* [What to produce]
Read the records below. Copy each line where the string "segment" occurs.

[[ Data section, beginning ]]

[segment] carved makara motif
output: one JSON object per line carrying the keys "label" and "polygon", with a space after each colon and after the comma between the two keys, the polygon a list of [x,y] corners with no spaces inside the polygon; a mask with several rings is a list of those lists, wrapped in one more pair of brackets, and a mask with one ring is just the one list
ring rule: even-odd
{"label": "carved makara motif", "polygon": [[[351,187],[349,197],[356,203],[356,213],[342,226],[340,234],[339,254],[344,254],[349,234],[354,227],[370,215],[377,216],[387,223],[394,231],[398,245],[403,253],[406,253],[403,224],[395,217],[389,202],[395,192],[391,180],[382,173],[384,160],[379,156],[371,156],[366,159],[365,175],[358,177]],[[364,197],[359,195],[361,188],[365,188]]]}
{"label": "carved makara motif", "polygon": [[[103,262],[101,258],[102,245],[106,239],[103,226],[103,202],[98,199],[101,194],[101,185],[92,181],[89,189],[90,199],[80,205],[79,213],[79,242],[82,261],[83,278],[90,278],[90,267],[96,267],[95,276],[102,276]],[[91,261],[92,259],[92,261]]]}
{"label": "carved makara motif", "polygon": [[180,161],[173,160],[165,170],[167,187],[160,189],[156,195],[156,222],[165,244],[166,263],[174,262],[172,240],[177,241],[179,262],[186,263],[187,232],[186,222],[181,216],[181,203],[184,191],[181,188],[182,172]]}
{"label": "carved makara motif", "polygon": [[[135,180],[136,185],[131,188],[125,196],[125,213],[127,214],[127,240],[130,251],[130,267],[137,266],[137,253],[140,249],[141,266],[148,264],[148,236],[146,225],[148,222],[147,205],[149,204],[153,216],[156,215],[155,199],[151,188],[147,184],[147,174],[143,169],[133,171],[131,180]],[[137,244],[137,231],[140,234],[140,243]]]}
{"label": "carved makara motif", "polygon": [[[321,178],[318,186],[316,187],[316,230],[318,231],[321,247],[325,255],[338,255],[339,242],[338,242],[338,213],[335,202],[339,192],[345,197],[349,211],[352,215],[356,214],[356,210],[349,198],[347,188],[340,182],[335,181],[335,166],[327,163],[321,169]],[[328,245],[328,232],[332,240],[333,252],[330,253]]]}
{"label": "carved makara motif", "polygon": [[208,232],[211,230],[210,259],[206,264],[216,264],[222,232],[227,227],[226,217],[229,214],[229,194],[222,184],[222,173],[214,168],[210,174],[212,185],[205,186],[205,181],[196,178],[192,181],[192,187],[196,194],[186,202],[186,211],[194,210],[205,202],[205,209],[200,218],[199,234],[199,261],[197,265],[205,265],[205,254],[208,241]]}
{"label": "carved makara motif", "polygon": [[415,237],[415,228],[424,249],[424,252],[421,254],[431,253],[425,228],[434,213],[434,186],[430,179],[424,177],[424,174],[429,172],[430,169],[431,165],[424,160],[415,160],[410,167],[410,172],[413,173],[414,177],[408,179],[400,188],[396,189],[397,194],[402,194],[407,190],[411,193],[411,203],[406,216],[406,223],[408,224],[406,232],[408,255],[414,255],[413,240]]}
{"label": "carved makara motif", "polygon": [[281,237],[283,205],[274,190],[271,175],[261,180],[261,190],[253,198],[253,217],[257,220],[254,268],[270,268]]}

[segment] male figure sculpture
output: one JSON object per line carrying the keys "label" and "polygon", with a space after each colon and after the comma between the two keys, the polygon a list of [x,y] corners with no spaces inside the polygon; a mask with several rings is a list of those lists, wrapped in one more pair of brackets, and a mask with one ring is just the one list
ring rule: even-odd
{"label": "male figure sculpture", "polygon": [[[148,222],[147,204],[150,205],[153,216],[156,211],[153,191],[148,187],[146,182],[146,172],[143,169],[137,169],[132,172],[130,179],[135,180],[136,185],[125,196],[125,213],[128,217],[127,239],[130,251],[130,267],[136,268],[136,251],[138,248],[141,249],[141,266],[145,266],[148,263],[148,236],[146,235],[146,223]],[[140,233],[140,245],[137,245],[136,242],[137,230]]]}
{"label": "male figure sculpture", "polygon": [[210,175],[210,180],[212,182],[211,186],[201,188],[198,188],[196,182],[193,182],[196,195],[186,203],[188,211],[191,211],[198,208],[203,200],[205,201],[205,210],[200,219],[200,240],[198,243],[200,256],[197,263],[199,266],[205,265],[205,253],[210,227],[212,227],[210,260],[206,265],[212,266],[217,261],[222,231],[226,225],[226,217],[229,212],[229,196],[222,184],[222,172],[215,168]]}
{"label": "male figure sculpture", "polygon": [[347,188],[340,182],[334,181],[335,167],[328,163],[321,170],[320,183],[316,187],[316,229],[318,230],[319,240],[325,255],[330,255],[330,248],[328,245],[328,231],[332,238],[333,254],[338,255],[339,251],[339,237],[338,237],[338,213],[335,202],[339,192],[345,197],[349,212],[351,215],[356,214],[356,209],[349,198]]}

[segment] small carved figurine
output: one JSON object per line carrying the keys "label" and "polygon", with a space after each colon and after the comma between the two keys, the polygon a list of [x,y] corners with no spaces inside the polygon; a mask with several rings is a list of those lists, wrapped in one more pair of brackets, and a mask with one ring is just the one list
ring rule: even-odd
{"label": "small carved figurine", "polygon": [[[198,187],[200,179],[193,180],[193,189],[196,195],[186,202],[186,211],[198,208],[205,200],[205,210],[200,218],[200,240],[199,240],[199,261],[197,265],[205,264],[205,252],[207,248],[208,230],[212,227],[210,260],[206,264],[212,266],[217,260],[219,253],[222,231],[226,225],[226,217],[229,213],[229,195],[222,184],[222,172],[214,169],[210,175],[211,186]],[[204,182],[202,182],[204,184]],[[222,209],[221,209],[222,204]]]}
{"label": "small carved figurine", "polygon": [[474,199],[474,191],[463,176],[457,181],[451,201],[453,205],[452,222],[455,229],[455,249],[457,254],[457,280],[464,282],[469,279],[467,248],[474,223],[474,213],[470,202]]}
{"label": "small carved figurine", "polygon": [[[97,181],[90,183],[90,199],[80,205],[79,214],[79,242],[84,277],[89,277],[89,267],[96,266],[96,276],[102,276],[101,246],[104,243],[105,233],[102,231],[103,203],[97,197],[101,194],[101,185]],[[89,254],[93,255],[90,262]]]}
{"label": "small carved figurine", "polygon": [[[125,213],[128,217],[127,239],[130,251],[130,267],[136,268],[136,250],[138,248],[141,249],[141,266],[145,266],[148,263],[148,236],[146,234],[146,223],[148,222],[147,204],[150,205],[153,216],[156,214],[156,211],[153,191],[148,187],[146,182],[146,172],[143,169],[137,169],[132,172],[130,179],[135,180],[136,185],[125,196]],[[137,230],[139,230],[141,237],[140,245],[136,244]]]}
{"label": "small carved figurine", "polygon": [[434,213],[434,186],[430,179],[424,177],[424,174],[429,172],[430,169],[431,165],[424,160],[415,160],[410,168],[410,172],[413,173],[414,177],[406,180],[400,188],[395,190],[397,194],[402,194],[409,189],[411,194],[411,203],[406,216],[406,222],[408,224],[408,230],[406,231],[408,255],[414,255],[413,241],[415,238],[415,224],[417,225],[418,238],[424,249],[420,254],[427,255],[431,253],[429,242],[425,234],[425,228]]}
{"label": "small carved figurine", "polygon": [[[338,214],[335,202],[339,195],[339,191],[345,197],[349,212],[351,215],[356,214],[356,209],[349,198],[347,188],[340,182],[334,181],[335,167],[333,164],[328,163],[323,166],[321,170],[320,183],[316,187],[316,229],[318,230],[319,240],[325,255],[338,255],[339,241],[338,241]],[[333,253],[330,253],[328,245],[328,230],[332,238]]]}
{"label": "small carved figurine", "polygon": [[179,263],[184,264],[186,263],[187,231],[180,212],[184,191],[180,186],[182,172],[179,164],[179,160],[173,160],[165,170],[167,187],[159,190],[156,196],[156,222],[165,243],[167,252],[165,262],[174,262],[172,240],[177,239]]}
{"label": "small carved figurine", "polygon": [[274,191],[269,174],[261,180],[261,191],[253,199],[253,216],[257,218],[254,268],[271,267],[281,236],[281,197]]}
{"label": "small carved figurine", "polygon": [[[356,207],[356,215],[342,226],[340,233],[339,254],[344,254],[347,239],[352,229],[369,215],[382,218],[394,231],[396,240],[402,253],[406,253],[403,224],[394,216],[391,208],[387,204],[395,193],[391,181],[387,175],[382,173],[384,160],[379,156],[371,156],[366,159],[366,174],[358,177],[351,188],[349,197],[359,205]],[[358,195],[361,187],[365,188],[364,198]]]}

[[ Data section, end ]]

* [Solved problem]
[segment] carved makara motif
[segment] male figure sculpture
[segment] small carved figurine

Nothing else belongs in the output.